[start INPUT]

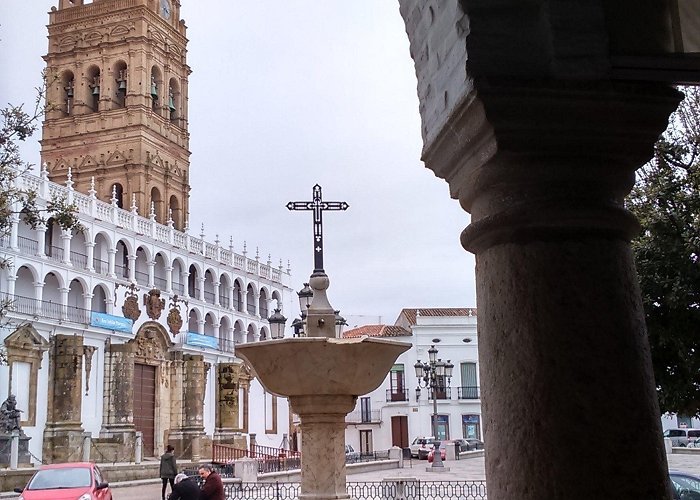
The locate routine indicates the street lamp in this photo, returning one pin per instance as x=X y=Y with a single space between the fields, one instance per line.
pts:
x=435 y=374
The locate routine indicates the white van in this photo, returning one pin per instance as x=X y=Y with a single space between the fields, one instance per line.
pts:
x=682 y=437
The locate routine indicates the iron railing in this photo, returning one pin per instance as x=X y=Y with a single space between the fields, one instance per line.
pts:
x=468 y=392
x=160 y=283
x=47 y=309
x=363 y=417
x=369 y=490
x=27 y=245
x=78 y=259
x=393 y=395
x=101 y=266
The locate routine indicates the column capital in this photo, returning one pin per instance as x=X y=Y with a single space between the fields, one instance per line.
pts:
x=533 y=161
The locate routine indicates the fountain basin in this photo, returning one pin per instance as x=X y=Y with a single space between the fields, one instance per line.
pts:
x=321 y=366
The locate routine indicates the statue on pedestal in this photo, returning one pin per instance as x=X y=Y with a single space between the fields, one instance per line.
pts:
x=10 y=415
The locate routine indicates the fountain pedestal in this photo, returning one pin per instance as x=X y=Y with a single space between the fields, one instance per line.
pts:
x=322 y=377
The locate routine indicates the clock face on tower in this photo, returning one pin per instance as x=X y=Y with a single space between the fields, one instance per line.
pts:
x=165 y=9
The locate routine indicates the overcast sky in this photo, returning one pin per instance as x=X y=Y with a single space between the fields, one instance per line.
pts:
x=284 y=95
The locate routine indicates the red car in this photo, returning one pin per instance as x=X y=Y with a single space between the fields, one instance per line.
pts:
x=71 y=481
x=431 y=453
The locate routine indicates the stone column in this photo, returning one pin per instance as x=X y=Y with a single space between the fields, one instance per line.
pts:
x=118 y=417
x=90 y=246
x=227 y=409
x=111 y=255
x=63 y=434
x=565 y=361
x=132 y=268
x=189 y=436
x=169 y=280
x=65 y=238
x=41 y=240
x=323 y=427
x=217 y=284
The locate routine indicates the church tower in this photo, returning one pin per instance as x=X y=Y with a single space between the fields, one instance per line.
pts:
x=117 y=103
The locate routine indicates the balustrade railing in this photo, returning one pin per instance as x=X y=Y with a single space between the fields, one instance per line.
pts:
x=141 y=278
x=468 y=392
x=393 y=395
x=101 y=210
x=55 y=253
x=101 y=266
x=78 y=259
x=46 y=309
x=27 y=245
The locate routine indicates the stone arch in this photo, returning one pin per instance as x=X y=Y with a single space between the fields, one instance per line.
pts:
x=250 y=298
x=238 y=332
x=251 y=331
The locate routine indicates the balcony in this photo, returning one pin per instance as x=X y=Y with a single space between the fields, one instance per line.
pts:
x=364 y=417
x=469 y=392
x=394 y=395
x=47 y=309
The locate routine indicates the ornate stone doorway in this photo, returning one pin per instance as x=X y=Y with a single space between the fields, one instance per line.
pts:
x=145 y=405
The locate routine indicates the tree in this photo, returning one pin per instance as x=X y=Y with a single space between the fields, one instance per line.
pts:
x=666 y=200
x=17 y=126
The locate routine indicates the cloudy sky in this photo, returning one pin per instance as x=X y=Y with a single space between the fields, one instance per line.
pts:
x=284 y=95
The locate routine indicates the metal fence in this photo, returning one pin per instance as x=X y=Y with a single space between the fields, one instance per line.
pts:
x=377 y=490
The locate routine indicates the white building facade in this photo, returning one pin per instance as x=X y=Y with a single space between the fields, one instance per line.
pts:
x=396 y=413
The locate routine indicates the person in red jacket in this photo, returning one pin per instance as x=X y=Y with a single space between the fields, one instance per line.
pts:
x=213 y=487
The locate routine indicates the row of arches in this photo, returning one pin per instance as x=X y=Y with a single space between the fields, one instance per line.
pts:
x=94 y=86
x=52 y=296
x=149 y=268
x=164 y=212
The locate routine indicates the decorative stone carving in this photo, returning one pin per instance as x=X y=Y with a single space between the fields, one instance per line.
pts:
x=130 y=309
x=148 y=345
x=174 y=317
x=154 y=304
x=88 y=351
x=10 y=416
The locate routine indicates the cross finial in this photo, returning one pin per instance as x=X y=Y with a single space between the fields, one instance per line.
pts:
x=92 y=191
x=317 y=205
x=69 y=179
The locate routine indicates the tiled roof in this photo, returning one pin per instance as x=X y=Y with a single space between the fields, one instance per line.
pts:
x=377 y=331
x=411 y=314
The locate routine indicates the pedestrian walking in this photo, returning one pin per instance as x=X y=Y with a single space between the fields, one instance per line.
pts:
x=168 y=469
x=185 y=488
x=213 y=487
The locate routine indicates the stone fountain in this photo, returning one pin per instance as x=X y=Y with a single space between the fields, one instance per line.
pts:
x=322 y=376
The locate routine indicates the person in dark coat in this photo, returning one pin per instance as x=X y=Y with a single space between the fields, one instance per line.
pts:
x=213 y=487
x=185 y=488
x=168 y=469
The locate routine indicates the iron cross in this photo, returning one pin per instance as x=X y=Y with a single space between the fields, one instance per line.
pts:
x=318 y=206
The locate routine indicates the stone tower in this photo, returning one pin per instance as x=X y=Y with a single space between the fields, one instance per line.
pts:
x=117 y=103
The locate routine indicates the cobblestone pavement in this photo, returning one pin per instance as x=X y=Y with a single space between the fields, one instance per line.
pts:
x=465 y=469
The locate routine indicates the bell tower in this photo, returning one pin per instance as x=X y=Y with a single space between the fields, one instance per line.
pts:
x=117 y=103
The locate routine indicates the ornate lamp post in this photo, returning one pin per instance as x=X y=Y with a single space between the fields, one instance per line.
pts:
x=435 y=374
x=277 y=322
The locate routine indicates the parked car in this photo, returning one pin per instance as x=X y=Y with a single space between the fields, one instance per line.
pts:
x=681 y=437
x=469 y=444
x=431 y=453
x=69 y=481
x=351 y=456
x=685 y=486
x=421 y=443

[end INPUT]

PROBLEM TO SOLVE: Could you put the lines from the start of the material up to and including the line with "x=682 y=437" into a numbered list, skipping blank lines and leaving the pictures out?

SOLVED PROBLEM:
1. The locate routine indicates the street lamp in this photo, returning one pin per instance as x=X y=Y with a single space between the fields, one instance per line.
2. pts:
3. x=435 y=374
4. The locate routine indicates the white van in this photo, returning one pin per instance as x=X y=Y with a single space between the fields, one instance per line.
5. pts:
6. x=682 y=437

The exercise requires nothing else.